→ **Your goal**: Could you convert the data below into a JSON list of strings, one string per line, skipping blank lines? Leave the pictures out.

Coordinate labeling data
=====

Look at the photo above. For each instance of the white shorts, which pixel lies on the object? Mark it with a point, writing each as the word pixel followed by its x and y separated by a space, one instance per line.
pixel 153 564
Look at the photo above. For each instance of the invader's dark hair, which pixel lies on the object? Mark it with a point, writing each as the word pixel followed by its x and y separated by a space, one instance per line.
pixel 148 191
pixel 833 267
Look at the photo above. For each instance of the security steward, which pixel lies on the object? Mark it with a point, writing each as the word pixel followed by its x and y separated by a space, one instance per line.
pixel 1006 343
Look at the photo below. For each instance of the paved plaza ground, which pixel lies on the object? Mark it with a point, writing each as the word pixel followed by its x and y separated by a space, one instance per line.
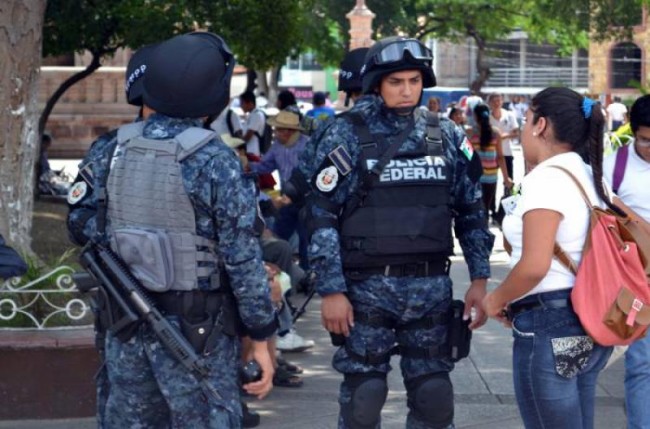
pixel 483 383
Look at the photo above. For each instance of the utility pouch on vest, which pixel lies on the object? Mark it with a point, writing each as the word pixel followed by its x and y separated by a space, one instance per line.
pixel 148 255
pixel 197 333
pixel 459 335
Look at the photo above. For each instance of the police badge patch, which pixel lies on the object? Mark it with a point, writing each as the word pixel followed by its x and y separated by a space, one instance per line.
pixel 467 149
pixel 327 179
pixel 77 192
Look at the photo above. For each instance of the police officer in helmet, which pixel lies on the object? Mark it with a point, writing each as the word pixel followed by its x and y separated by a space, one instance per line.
pixel 350 74
pixel 182 215
pixel 381 194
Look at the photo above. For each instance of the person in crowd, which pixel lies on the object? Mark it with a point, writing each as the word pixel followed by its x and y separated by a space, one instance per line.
pixel 555 362
pixel 287 101
pixel 634 191
pixel 283 156
pixel 207 201
pixel 255 120
pixel 228 122
pixel 382 279
pixel 487 142
pixel 504 121
pixel 320 111
pixel 457 116
pixel 616 114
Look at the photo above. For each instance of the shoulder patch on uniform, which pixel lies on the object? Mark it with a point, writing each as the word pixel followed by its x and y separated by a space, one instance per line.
pixel 466 148
pixel 341 160
pixel 327 179
pixel 87 174
pixel 77 192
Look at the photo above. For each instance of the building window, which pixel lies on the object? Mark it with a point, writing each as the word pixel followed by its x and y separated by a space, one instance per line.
pixel 625 65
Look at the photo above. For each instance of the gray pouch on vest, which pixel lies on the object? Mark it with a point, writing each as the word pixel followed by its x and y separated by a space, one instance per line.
pixel 149 256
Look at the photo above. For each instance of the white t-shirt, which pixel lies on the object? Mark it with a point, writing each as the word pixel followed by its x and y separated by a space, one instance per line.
pixel 220 125
pixel 255 122
pixel 635 187
pixel 552 189
pixel 506 124
pixel 617 111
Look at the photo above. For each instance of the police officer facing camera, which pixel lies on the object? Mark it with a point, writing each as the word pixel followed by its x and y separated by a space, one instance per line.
pixel 181 213
pixel 386 183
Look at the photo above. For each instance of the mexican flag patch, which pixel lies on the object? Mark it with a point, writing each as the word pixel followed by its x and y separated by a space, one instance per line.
pixel 467 149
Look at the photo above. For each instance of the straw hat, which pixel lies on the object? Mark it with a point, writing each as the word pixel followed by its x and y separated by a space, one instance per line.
pixel 232 142
pixel 285 119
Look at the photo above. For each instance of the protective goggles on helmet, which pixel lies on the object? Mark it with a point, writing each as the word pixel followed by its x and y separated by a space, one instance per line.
pixel 394 52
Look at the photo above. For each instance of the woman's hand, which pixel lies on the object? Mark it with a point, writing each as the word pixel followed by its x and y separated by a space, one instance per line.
pixel 495 308
pixel 261 355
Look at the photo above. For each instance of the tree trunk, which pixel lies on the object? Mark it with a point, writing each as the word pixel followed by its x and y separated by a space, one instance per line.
pixel 251 76
pixel 273 86
pixel 21 25
pixel 54 98
pixel 482 67
pixel 262 83
pixel 483 71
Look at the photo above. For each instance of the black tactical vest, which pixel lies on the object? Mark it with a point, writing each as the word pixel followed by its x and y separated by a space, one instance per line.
pixel 404 217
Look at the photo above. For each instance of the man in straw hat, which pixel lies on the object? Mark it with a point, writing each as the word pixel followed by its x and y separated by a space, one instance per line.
pixel 288 144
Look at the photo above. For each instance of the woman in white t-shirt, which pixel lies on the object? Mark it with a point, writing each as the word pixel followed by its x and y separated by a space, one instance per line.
pixel 555 363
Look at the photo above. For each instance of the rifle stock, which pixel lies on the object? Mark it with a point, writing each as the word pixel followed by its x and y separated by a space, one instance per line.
pixel 114 277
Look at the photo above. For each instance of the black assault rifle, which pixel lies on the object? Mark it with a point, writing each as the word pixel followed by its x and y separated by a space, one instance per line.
pixel 113 276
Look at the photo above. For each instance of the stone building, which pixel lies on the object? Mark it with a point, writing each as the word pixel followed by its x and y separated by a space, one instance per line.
pixel 615 66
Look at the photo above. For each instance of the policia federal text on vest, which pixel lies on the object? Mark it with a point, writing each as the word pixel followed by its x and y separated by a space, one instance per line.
pixel 398 223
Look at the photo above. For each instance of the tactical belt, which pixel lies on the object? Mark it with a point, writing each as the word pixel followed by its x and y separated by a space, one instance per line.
pixel 416 269
pixel 530 304
pixel 377 320
pixel 431 352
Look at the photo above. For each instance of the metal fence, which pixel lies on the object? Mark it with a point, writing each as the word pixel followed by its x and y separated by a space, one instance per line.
pixel 50 301
pixel 539 77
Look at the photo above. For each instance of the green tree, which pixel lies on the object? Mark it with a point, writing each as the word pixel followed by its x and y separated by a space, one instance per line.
pixel 102 27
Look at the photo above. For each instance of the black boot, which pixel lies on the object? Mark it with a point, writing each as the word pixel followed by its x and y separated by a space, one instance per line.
pixel 250 419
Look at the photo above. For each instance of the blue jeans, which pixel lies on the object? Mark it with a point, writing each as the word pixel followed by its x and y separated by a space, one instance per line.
pixel 637 384
pixel 555 366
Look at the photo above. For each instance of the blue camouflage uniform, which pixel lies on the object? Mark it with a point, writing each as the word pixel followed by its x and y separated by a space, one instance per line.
pixel 405 299
pixel 156 389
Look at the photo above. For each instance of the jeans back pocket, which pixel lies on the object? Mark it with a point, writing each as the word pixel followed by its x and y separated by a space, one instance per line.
pixel 571 354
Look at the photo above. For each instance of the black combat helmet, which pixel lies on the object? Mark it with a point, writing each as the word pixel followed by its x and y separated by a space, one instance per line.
pixel 350 74
pixel 394 54
pixel 188 76
pixel 135 70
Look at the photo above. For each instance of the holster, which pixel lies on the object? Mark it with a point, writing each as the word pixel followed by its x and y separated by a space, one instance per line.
pixel 459 336
pixel 203 315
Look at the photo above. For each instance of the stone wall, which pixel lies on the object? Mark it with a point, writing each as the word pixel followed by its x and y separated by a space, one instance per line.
pixel 90 108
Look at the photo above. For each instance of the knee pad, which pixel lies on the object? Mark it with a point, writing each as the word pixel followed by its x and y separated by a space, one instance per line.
pixel 431 399
pixel 368 393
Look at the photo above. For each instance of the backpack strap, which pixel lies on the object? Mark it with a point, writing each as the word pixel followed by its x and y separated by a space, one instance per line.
pixel 558 252
pixel 231 129
pixel 619 167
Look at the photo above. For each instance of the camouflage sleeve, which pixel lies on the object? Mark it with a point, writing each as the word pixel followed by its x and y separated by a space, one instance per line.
pixel 82 197
pixel 470 220
pixel 234 209
pixel 324 248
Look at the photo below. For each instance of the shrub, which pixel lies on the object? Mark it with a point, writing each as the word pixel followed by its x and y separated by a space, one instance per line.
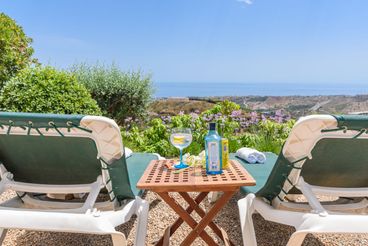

=====

→ **Completed task**:
[
  "Look at the photo above. For each instance of the white shorts, which pixel lies on the object? Mark it with a point, writing each as the word pixel followed by its x and y separated by a space, one instance per line.",
  "pixel 153 564",
  "Look at the photo above. For each instance of the invader's dark hair, which pixel lies on the object? Mark it with a point, writing each as the word pixel followed by its x and y separated by a space, one instance per line.",
  "pixel 148 191",
  "pixel 833 267",
  "Look at the photo above. For each instance of the security steward, which pixel lies on the object? Mark it with a point, writing each as the word pixel followed by its x and y separated by a space, one instance per line.",
  "pixel 1006 343",
  "Look at the photo below. For each instance of the paved plaza ground, which pixel lies on the object? Mark it with a point, writing each as the word pixel followed by its x and y separated by a space, one instance per line.",
  "pixel 483 383",
  "Look at the photo above. For each instance of the utility pouch on vest, which pixel lies on the object? Mark it with a point, writing each as the word pixel followed by its x and y separated by a space, one instance per line.",
  "pixel 148 255",
  "pixel 197 333",
  "pixel 459 335",
  "Look at the photo above. For each instance of the police badge patch, which pixel lies on the object? Mark it with a point, writing each as the word pixel followed by its x and y separated by a space, one instance per line.",
  "pixel 467 149",
  "pixel 327 179",
  "pixel 77 192",
  "Look at the photo above. For each instance of the police officer in helmet, which pixel lies on the object? Mark it with a point, writing each as the word pixel followed by its x and y separated by a space, one instance per line.",
  "pixel 350 74",
  "pixel 182 215",
  "pixel 381 194",
  "Look at the photo above. For each instance of the person in crowd, which pixel lies on the object? Mark it with a point, writing each as the word pixel followed by its x and y separated by a space, one instance per line.",
  "pixel 555 362",
  "pixel 287 101",
  "pixel 634 191",
  "pixel 283 156",
  "pixel 207 201",
  "pixel 255 120",
  "pixel 228 122",
  "pixel 382 279",
  "pixel 487 142",
  "pixel 504 121",
  "pixel 320 111",
  "pixel 457 116",
  "pixel 616 114",
  "Look at the photo above. For each instance of the shoulder patch on uniform, which pixel lies on the object? Mark it with a point, writing each as the word pixel followed by its x and y separated by a space, one instance per line.",
  "pixel 466 148",
  "pixel 341 160",
  "pixel 327 179",
  "pixel 87 174",
  "pixel 77 192",
  "Look at the photo above. For each instance of the building window, which pixel lies on the object? Mark it with a point, writing each as the word pixel followed by its x and y separated by a space, one instance per line.",
  "pixel 625 65",
  "Look at the photo above. For each instance of the gray pouch on vest, which pixel lies on the object? Mark it with a point, writing each as the word pixel followed by its x and y separated by a space, one instance per line.",
  "pixel 149 256",
  "Look at the photo above. For each instance of the white t-shirt, which pixel lies on the object? Mark it with a point, writing each as the word pixel followed by its x and y separated by a space, one instance per line.",
  "pixel 220 125",
  "pixel 255 122",
  "pixel 635 187",
  "pixel 552 189",
  "pixel 506 124",
  "pixel 617 111",
  "Look at the photo above. For each instance of the police officer facing camera, which pixel lies on the object? Mark it with a point, writing each as the word pixel followed by its x and y separated by a space, one instance per line.",
  "pixel 181 213",
  "pixel 386 183",
  "Look at the photo above. For each instance of the mexican flag patch, which pixel lies on the object? Mark it with a point, writing each as the word pixel followed by its x and y separated by a space, one instance per line.",
  "pixel 467 149",
  "Look at the photo above. For each instance of the straw hat, which pixel lies on the object? Mark it with a point, writing each as the word pixel followed by its x and y separated by a space, one instance per line.",
  "pixel 232 142",
  "pixel 285 119",
  "Look at the photo above. For each instance of the protective goggles on helmet, which pixel lies on the object? Mark it with a point, writing each as the word pixel followed by its x and y separated by a space, one instance per line.",
  "pixel 394 52",
  "Look at the photo above. For each instance of the woman's hand, which pixel lies on the object? Mark it with a point, writing each as the word pixel followed by its x and y separated by a space, one instance per line.",
  "pixel 495 308",
  "pixel 261 355",
  "Look at the photo above. For each instance of the tree trunk, which pixel lies on the object? Mark it with a point, writing each as the word pixel followed by its x and y separated by a space, one instance per line.",
  "pixel 251 76",
  "pixel 273 86",
  "pixel 21 25",
  "pixel 54 98",
  "pixel 482 67",
  "pixel 262 83",
  "pixel 483 71",
  "Look at the photo above. For each instance of the black tactical vest, which pixel lies on the object? Mark it with a point, writing each as the word pixel followed by its x and y separated by a space, one instance per line.",
  "pixel 404 217",
  "Look at the photo above. For each instance of the man in straw hat, which pixel lies on the object? Mark it with a point, writing each as the word pixel followed by its x and y separated by a space, one instance per line.",
  "pixel 288 144",
  "Look at the photo above. For each instance of the woman in white t-shirt, which pixel lies on the object? Mark it with a point, writing each as the word pixel followed by its x and y separated by a space, one instance per line.",
  "pixel 555 363",
  "Look at the photo above. For each instance of the rifle stock, which pixel lies on the object? Mark it with a point, writing each as the word pixel followed by its x and y separated by a space, one instance per line.",
  "pixel 114 277",
  "Look at the photo above. For each instance of the black assault rifle, which pixel lies on the object? Mark it with a point, writing each as the word pixel followed by its x and y separated by a space, one instance per line.",
  "pixel 113 276",
  "Look at the photo above. For each instance of the stone building, which pixel lies on the object? Mark it with a point, writing each as the word pixel followed by its x and y separated by a space, one instance per line.",
  "pixel 615 66",
  "Look at the photo above. For each instance of the policia federal text on vest, which pixel lies on the object? Mark it with a point, writing each as the word pixel followed by its x and y separated by a space, one instance per line.",
  "pixel 398 223",
  "Look at the photo above. For each instance of the tactical belt, which pixel lies on the object? Mark it with a point, writing each as the word pixel followed by its x and y separated by a space, one instance per line.",
  "pixel 416 269",
  "pixel 530 304",
  "pixel 377 320",
  "pixel 431 352",
  "Look at the photo above. For each instance of the metal fence, which pixel lies on the object? Mark it with a point, writing each as the word pixel followed by its x and y separated by a space, one instance per line.",
  "pixel 50 301",
  "pixel 539 77",
  "Look at the photo above. For each instance of the green tree, which pixel lies on the object? Mark it with a point, writing each as the word pixel followed by its x and y separated by a space, one instance per line.",
  "pixel 102 27",
  "Look at the photo above. For each instance of the black boot, which pixel lies on the object? Mark it with a point, writing each as the word pixel followed by its x and y separated by a space, one instance per line.",
  "pixel 250 419",
  "Look at the photo above. For each instance of the blue jeans, which pixel lies on the object? Mark it with a point, writing each as the word pixel followed by its x and y separated by a space, one instance per line.",
  "pixel 637 384",
  "pixel 555 366",
  "Look at the photo above. For each instance of the blue camouflage uniform, which pixel lies on the object? Mark it with a point, writing each as the word pixel followed by its x and y separated by a space, one instance per line.",
  "pixel 405 299",
  "pixel 156 389",
  "Look at the photo above. For each instance of the jeans back pocket, which pixel lies on the object? Mark it with a point, writing each as the word pixel followed by its x and y separated by a space, one instance per line.",
  "pixel 571 354",
  "Look at the photo above. For each instance of the black combat helmet, which pixel lies on the object? Mark it with a point, writing each as the word pixel followed by its x and y separated by a space, one instance per line.",
  "pixel 350 74",
  "pixel 394 54",
  "pixel 188 76",
  "pixel 135 70",
  "Look at the photo above. For each instance of the holster, which pixel lies on the object? Mark it with a point, writing each as the word pixel followed by its x and y separated by a space, one instance per line.",
  "pixel 459 336",
  "pixel 203 315",
  "Look at the photo above. For each instance of the stone wall, which pixel lies on the object? Mark it with a point, writing each as the word pixel followed by its x and y separated by a space, one instance per line.",
  "pixel 90 108",
  "Look at the photo above. For each instance of the knee pad, which pixel lies on the object? Mark it with a point, writing each as the word pixel followed by its x and y separated by a space, one instance per line.",
  "pixel 431 399",
  "pixel 368 393",
  "Look at the photo above. For each instance of the backpack strap, which pixel lies on the object? Mark it with a point, writing each as the word pixel followed by its x and y separated by a space, one instance per line.",
  "pixel 558 252",
  "pixel 231 129",
  "pixel 619 167",
  "Look at the photo above. For each instance of the camouflage sleeve, which pixel lies on the object? Mark it with a point, writing each as the word pixel followed by its x and y separated by a space, one instance per line.",
  "pixel 82 197",
  "pixel 470 220",
  "pixel 234 209",
  "pixel 324 248",
  "Look at the photo below. For each instance of the shrub, which pixel lies on the object? Mark it with a point, writing each as the word pixel followed by its x and y separated by a space, one instance per line."
]